■ **Task to carry out**: Give the lines of the listing below as a numbered list, from the line containing "Task: each <instance>" through the line containing "positive clicks: (454, 437)", both included. Leave out any blank lines.

Task data: Begin

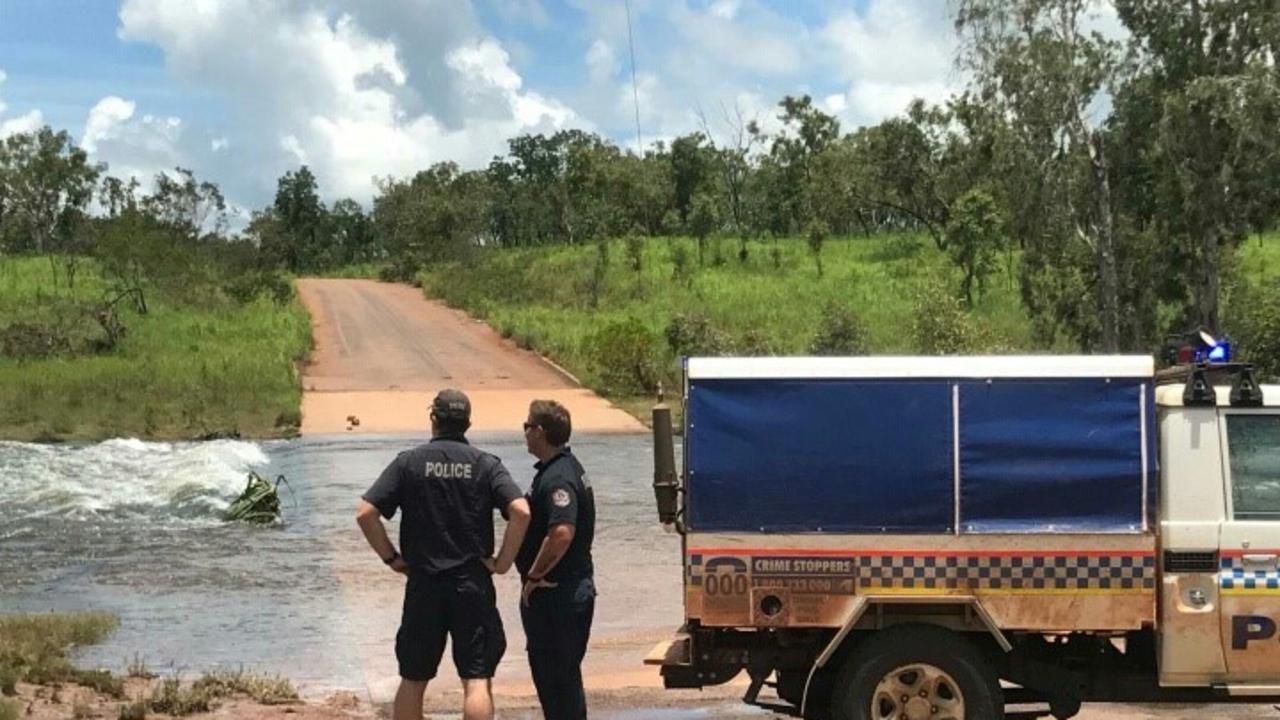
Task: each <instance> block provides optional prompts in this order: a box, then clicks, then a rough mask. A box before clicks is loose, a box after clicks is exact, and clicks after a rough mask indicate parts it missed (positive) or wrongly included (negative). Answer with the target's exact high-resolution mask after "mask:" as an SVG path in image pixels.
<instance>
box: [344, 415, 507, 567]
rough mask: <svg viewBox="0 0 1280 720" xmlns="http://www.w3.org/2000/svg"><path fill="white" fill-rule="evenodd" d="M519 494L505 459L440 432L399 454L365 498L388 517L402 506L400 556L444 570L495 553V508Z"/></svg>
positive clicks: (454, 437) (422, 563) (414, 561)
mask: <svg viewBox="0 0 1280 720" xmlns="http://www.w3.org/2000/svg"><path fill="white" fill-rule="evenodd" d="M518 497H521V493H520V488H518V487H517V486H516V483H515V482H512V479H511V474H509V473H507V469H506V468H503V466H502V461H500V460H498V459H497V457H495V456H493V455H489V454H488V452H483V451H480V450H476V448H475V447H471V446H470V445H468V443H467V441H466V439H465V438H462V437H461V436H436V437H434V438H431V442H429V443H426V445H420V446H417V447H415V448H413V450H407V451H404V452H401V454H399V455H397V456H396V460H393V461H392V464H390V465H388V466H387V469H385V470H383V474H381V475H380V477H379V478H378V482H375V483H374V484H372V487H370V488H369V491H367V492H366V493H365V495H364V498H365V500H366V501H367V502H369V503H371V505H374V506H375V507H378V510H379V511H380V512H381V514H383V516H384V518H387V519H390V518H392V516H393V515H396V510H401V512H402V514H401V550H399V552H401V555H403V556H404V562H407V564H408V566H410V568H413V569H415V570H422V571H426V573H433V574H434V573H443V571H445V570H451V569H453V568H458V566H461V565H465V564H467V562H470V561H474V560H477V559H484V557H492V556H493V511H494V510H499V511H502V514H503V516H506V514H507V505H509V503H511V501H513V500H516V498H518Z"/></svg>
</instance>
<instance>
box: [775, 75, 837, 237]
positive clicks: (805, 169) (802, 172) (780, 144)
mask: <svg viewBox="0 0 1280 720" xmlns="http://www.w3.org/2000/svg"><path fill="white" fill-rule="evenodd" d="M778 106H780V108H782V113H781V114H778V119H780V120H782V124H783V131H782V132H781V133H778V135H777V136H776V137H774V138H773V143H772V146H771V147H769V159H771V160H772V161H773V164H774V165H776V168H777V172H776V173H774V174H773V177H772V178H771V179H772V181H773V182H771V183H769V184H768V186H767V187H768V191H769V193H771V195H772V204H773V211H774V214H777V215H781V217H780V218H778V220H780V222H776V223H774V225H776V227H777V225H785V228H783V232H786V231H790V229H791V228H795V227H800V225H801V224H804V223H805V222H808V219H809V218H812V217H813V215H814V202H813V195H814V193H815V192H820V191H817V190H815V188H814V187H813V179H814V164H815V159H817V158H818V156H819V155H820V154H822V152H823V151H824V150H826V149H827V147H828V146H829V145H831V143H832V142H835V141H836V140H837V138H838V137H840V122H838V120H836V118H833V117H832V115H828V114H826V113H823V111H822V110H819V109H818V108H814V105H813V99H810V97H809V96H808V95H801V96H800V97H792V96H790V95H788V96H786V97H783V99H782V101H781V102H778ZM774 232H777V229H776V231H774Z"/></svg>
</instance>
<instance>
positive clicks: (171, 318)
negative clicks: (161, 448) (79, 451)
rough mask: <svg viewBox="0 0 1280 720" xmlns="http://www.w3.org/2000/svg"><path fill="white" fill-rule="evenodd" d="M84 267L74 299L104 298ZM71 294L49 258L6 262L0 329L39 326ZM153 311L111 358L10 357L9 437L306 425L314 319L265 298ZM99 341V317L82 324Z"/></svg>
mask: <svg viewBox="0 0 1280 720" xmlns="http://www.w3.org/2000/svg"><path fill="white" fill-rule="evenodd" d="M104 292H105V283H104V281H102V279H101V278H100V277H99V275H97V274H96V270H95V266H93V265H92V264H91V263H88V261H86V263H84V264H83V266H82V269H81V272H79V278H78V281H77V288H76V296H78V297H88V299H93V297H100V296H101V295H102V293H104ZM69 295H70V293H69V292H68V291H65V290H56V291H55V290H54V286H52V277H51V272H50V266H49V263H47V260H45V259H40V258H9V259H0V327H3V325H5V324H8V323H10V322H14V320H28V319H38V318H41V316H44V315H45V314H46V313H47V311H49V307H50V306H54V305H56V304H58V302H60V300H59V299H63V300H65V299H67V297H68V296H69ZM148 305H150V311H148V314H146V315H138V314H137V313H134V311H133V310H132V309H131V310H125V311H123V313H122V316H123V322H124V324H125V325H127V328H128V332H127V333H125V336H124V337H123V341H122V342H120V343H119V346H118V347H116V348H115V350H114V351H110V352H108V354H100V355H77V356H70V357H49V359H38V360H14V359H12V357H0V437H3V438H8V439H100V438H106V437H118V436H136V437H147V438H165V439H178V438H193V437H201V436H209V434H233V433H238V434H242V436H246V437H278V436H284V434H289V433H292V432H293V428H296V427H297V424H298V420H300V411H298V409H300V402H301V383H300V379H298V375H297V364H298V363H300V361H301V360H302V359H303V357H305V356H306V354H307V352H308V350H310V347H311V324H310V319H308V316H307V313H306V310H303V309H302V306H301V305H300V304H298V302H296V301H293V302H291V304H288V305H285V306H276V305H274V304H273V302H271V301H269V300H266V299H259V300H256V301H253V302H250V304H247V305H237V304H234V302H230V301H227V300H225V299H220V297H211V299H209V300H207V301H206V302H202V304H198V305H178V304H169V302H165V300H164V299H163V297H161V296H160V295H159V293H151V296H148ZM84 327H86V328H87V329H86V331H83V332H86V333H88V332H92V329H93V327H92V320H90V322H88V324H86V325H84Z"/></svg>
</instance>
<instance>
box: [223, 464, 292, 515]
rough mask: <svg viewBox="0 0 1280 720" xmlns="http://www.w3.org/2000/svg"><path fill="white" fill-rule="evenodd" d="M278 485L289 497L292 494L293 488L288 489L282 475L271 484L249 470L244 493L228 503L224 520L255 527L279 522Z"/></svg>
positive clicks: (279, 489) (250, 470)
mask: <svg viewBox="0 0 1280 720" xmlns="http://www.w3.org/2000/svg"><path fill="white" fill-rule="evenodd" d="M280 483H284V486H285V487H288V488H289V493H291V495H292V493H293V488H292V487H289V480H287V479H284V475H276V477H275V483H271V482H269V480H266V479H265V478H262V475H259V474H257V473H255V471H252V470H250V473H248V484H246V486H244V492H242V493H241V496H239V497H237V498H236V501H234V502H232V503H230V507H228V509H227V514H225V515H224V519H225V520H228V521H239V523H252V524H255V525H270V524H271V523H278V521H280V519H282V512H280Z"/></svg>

Task data: End
Task data: Begin

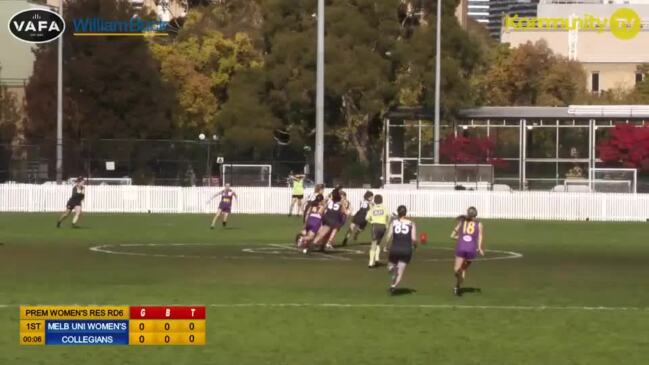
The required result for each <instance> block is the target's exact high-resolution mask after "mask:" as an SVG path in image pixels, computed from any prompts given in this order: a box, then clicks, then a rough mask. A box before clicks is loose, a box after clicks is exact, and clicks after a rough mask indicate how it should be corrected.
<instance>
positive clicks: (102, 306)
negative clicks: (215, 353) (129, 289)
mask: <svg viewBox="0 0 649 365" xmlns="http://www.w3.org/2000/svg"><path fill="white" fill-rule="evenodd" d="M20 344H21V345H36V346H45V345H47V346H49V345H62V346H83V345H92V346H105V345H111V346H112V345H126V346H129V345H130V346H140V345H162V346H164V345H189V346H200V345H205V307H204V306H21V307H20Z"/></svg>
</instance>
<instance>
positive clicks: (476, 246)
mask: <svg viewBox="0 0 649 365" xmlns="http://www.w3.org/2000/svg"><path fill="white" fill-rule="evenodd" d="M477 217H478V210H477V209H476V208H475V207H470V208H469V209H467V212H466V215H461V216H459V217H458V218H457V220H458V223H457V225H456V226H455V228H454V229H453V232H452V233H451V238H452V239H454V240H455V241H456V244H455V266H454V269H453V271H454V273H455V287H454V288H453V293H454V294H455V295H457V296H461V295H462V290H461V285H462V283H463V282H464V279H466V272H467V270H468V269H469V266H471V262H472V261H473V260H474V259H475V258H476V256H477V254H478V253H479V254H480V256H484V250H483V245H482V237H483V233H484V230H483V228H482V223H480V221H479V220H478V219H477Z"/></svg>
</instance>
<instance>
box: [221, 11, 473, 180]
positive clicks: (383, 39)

Task data: End

■ **Worked solution**:
1. Task: each <instance> block provides optional prompts in this order: a box, then clicks, then a rough mask. A box before clicks is loose, a box after clicks is exact, and clicks after a rough mask indicate parts it missed (positive) or wrongly included (negative). Answer with the target's exact high-resolution mask after "mask:" as an SVG path in image pixels.
2. <instance>
3. box: [344, 415, 507, 567]
4. rough mask: <svg viewBox="0 0 1280 720" xmlns="http://www.w3.org/2000/svg"><path fill="white" fill-rule="evenodd" d="M519 494L505 459L440 432L399 454L365 498L388 517L402 506L400 556L444 570L495 553V508Z"/></svg>
5. positive clicks: (454, 437) (422, 563) (414, 561)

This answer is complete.